WRITTEN PROBLEM
Arrange the records from the line with "319, row 231." to the line with "column 266, row 258", both lines included, as a two-column CSV with the headers text and answer. Give one row per record, put each field in quotation marks, and replace line breaks with spaces.

-------- SUPPLIED ENTRIES

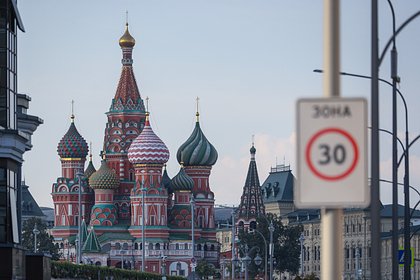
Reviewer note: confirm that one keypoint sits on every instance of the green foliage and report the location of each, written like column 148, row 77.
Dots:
column 44, row 240
column 70, row 270
column 311, row 277
column 204, row 269
column 286, row 245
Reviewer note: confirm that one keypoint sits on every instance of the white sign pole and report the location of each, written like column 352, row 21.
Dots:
column 332, row 219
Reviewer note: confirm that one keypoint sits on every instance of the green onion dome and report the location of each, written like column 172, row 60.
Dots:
column 166, row 181
column 90, row 169
column 197, row 150
column 182, row 182
column 104, row 178
column 72, row 145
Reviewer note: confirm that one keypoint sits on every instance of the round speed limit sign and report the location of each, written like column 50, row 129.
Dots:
column 331, row 153
column 342, row 155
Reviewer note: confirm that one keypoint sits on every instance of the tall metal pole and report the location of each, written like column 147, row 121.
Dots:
column 233, row 244
column 35, row 232
column 79, row 225
column 407, row 249
column 143, row 210
column 192, row 235
column 374, row 187
column 271, row 229
column 394, row 76
column 332, row 219
column 301, row 239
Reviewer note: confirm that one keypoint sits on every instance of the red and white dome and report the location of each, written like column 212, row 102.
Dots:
column 148, row 148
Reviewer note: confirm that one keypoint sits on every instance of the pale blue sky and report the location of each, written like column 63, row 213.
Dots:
column 248, row 61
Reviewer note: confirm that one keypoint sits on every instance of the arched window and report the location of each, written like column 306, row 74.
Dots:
column 253, row 225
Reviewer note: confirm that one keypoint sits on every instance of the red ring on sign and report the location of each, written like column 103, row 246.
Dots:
column 348, row 170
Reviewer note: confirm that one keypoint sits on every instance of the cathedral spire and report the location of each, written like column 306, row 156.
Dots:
column 251, row 200
column 127, row 97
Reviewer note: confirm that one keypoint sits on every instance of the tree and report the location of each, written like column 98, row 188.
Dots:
column 44, row 240
column 286, row 245
column 204, row 269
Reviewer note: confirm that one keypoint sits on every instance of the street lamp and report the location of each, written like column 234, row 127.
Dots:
column 395, row 163
column 265, row 243
column 234, row 258
column 79, row 224
column 143, row 213
column 35, row 231
column 163, row 258
column 271, row 229
column 192, row 236
column 301, row 240
column 247, row 259
column 271, row 246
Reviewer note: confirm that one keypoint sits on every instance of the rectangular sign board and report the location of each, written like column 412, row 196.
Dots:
column 332, row 168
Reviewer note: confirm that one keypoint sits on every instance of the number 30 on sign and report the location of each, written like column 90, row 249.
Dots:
column 331, row 153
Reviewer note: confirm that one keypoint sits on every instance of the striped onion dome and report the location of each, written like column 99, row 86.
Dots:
column 197, row 150
column 90, row 169
column 148, row 148
column 72, row 145
column 166, row 181
column 182, row 182
column 104, row 178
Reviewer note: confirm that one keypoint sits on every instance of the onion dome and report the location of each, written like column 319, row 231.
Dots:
column 126, row 40
column 147, row 147
column 197, row 150
column 72, row 145
column 166, row 181
column 104, row 178
column 182, row 182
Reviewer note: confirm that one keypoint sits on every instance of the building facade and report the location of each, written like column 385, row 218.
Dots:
column 356, row 241
column 135, row 215
column 16, row 129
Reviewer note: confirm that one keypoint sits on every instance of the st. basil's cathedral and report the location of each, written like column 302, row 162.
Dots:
column 133, row 215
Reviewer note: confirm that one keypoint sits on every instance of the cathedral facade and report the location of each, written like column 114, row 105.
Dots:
column 129, row 212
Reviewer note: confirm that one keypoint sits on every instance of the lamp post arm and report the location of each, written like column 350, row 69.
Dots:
column 401, row 184
column 409, row 145
column 381, row 58
column 414, row 209
column 381, row 80
column 266, row 258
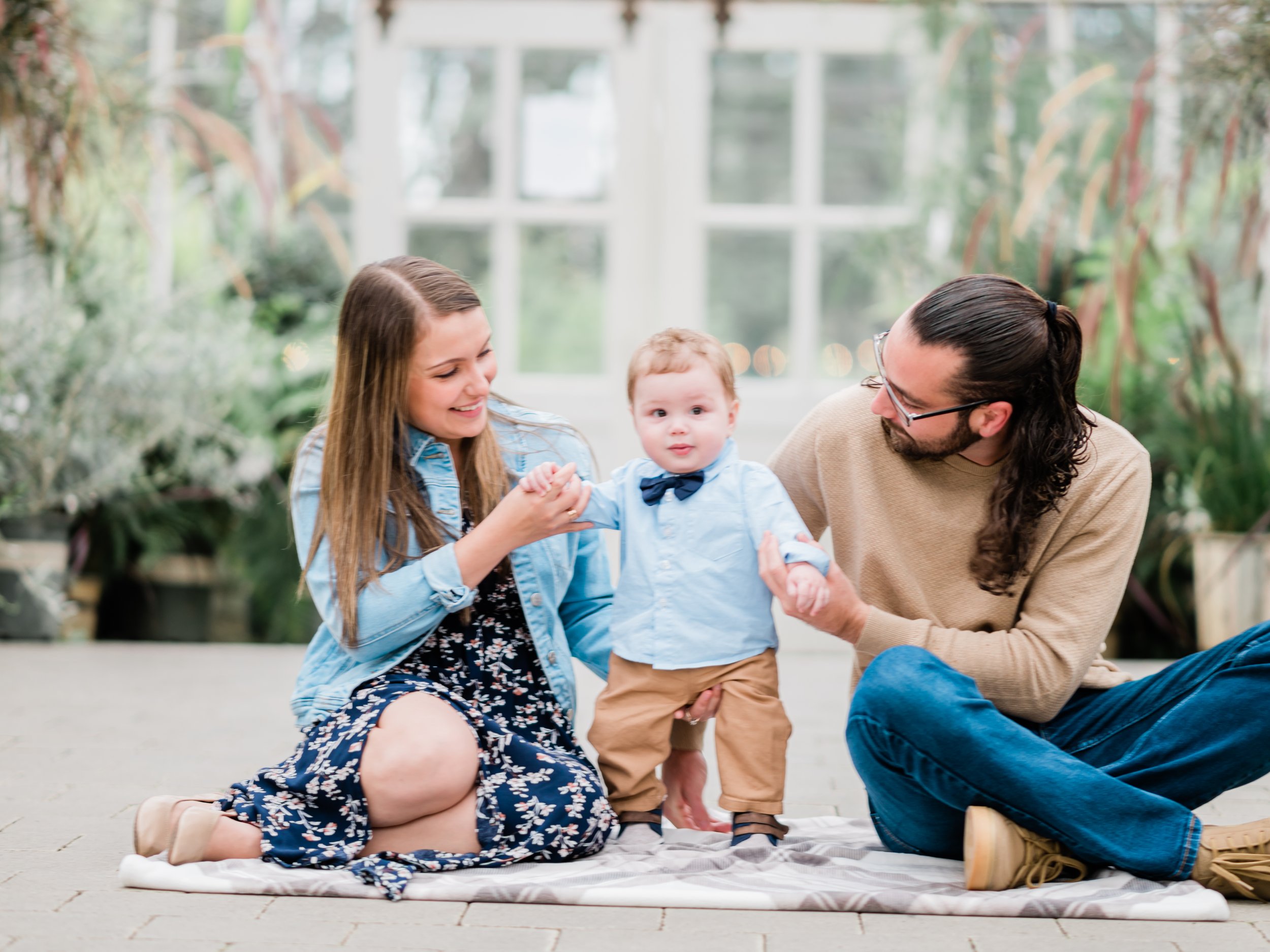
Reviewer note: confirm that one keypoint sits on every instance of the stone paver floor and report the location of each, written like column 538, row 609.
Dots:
column 87, row 732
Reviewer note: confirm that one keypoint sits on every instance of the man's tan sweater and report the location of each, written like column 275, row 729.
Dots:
column 903, row 532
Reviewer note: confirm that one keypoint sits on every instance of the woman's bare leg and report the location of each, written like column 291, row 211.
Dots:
column 421, row 760
column 453, row 831
column 418, row 773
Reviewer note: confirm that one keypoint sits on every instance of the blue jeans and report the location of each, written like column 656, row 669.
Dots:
column 1114, row 777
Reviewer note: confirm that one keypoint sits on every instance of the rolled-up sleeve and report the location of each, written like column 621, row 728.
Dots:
column 394, row 610
column 442, row 574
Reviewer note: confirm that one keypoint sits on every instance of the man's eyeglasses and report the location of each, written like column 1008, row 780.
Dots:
column 879, row 380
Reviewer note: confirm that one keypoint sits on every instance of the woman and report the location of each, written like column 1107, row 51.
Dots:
column 437, row 696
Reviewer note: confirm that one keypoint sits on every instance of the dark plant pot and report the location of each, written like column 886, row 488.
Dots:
column 34, row 556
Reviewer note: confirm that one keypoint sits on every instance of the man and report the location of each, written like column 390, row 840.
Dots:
column 983, row 530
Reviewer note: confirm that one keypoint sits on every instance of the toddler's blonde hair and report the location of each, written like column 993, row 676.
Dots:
column 672, row 351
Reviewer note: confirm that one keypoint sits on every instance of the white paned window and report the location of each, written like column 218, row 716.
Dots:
column 597, row 186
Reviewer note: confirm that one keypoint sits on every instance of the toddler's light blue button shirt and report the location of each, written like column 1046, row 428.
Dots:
column 690, row 595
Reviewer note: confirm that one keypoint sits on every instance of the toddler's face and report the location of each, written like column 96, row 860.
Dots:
column 685, row 418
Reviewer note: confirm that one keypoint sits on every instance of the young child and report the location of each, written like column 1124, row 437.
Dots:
column 691, row 611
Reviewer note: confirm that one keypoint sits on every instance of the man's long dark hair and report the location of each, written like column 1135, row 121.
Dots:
column 1018, row 349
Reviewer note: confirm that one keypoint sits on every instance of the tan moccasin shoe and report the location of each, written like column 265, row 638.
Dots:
column 1001, row 855
column 1236, row 860
column 151, row 828
column 192, row 833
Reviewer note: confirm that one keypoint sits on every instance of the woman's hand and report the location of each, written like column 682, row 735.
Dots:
column 520, row 519
column 844, row 615
column 685, row 777
column 539, row 479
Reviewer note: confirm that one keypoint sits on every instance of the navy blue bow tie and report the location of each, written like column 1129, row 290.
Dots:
column 684, row 484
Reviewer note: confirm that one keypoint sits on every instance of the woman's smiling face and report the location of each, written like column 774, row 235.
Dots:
column 451, row 372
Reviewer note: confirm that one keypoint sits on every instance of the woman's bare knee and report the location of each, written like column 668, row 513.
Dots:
column 453, row 831
column 421, row 760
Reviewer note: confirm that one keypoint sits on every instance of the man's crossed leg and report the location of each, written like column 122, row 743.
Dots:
column 1113, row 778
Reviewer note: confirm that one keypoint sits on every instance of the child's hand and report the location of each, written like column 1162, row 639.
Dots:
column 539, row 479
column 808, row 588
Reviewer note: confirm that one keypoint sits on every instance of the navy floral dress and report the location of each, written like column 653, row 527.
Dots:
column 537, row 799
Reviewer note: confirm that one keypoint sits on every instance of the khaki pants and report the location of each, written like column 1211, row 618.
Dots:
column 631, row 732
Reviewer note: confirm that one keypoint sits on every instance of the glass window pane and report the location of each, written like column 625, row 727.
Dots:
column 568, row 125
column 750, row 299
column 865, row 101
column 562, row 299
column 448, row 106
column 751, row 127
column 856, row 300
column 461, row 248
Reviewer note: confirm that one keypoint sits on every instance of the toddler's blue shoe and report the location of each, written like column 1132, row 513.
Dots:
column 750, row 824
column 641, row 826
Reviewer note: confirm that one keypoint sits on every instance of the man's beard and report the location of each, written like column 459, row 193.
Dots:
column 910, row 448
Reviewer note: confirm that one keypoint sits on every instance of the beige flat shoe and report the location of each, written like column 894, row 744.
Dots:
column 1001, row 855
column 151, row 829
column 192, row 833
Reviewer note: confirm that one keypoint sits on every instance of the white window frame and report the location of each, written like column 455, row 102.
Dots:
column 657, row 215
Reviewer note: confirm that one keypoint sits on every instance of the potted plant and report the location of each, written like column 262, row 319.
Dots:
column 1228, row 464
column 102, row 398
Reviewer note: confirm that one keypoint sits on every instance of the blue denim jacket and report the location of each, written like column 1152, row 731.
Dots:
column 564, row 582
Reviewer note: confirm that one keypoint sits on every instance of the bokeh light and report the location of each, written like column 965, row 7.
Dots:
column 836, row 359
column 770, row 361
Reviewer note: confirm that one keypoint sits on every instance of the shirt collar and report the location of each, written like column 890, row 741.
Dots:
column 420, row 443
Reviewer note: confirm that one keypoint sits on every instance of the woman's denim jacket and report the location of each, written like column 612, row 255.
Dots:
column 564, row 582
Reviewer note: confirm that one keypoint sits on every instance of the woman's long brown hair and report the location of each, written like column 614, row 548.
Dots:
column 1015, row 348
column 369, row 498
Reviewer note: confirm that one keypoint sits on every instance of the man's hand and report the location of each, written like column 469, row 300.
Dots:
column 685, row 777
column 807, row 587
column 844, row 615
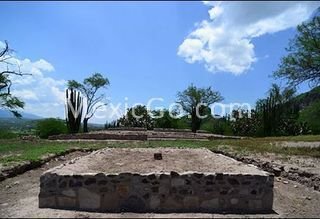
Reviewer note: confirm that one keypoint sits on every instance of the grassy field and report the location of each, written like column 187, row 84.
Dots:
column 15, row 151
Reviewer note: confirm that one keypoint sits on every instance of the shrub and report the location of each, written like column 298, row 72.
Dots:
column 4, row 134
column 51, row 126
column 311, row 115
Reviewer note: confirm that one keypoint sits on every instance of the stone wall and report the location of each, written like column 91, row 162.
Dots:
column 101, row 136
column 171, row 192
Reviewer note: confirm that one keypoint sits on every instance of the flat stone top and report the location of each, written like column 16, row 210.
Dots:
column 141, row 161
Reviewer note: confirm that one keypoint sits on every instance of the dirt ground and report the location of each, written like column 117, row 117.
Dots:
column 141, row 160
column 19, row 198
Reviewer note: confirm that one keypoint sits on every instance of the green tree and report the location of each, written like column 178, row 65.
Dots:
column 166, row 121
column 137, row 116
column 311, row 116
column 302, row 63
column 51, row 126
column 7, row 100
column 90, row 89
column 195, row 102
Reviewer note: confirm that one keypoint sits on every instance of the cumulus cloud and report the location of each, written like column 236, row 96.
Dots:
column 223, row 43
column 43, row 95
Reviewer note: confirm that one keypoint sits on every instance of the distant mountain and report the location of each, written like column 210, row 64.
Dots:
column 7, row 114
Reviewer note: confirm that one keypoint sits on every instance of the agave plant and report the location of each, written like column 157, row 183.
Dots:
column 74, row 106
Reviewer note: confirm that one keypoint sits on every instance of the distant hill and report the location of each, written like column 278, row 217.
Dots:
column 7, row 114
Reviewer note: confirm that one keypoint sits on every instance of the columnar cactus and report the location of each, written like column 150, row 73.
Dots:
column 74, row 106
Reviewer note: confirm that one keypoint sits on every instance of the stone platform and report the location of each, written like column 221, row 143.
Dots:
column 184, row 180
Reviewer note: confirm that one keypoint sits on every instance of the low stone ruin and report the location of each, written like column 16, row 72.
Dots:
column 132, row 180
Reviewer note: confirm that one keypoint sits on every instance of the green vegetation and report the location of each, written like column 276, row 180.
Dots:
column 4, row 134
column 90, row 88
column 303, row 60
column 196, row 101
column 51, row 126
column 137, row 116
column 7, row 100
column 13, row 151
column 74, row 106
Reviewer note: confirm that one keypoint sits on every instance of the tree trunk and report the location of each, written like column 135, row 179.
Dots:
column 85, row 125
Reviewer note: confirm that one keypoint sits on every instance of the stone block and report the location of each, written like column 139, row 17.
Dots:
column 210, row 204
column 88, row 200
column 66, row 202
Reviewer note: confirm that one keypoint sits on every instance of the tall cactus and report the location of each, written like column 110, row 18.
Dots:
column 74, row 106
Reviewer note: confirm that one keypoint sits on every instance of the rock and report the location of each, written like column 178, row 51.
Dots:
column 277, row 171
column 88, row 200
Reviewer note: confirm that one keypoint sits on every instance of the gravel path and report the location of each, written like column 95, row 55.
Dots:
column 19, row 199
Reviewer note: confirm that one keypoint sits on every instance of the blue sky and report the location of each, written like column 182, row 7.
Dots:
column 148, row 49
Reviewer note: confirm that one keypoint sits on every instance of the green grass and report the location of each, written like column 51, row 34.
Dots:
column 13, row 151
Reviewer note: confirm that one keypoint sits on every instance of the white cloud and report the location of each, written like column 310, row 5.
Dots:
column 25, row 94
column 43, row 95
column 224, row 42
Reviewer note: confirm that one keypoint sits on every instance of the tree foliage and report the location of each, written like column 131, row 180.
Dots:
column 137, row 116
column 7, row 100
column 90, row 89
column 302, row 63
column 51, row 126
column 192, row 97
column 74, row 106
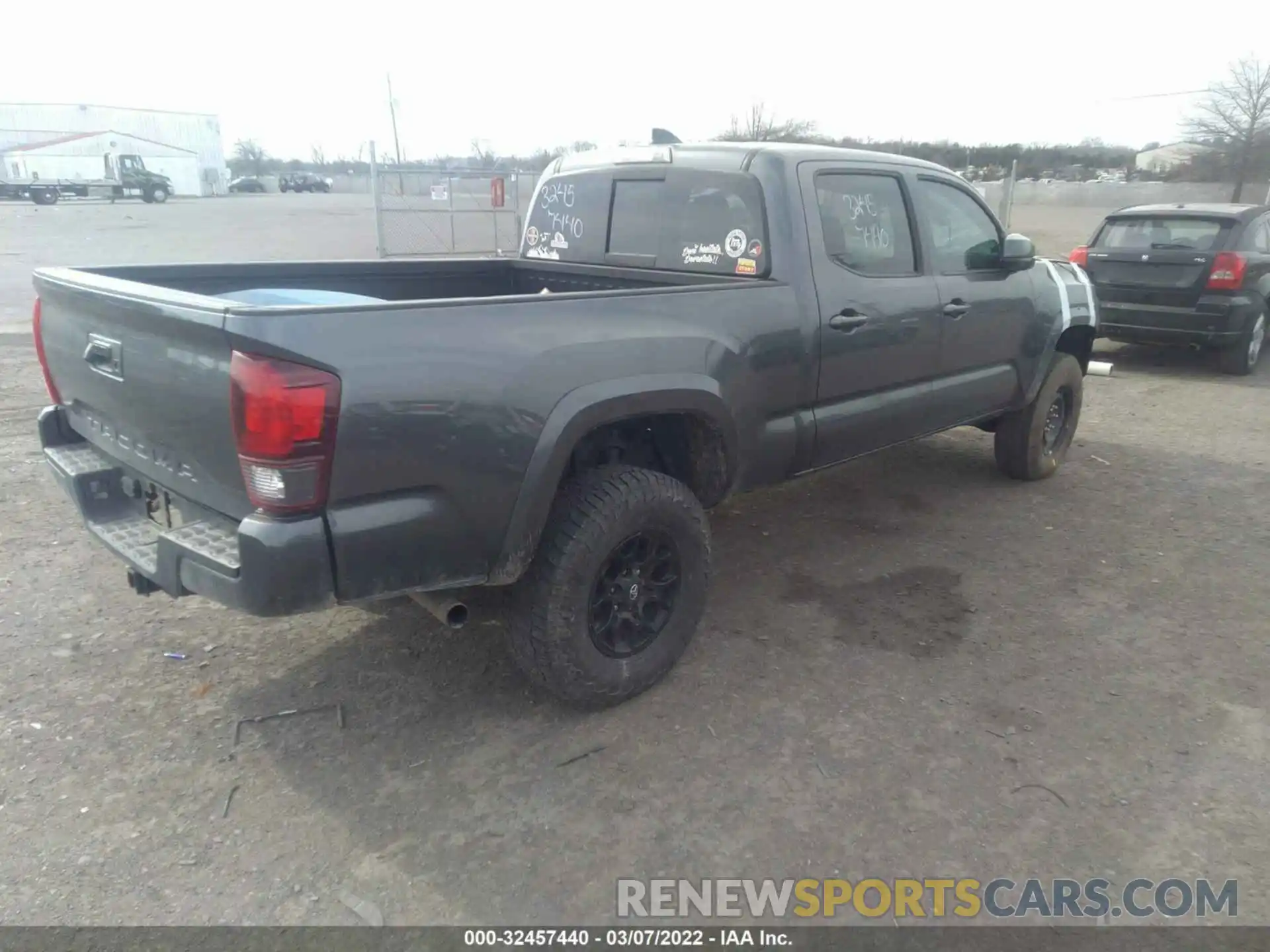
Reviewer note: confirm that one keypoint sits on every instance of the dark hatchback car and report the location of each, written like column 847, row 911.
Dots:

----------------

ANSWER TO THIS EXERCISE
text,answer
"Reviewer note: confirm that one keypoint sits on every instance of the onion dome and report the location of each, written like column 319, row 231. Dots:","column 126, row 40 column 147, row 147 column 197, row 150 column 72, row 145 column 166, row 181 column 104, row 178 column 182, row 182"
"Reviewer note: confirm that one keypoint sits on every instance of the building facade and report the location of each, written like column 385, row 218. Dots:","column 356, row 241 column 135, row 215 column 16, row 129"
"Reviewer note: confirm that one keypoint sits on every instance of the st. basil's cathedral and report the location of each, written like column 302, row 162. Dots:","column 133, row 215"
"Reviewer note: confirm that one keypoint sits on every instance of the cathedral facade and report the location of each, written like column 114, row 105. Dots:","column 129, row 212"
"Reviewer note: confirm that one keypoint sits on every instance of the lamp post arm and report the location of each, written like column 350, row 69. Dots:","column 401, row 184 column 409, row 145 column 381, row 58 column 414, row 209 column 381, row 80 column 266, row 258"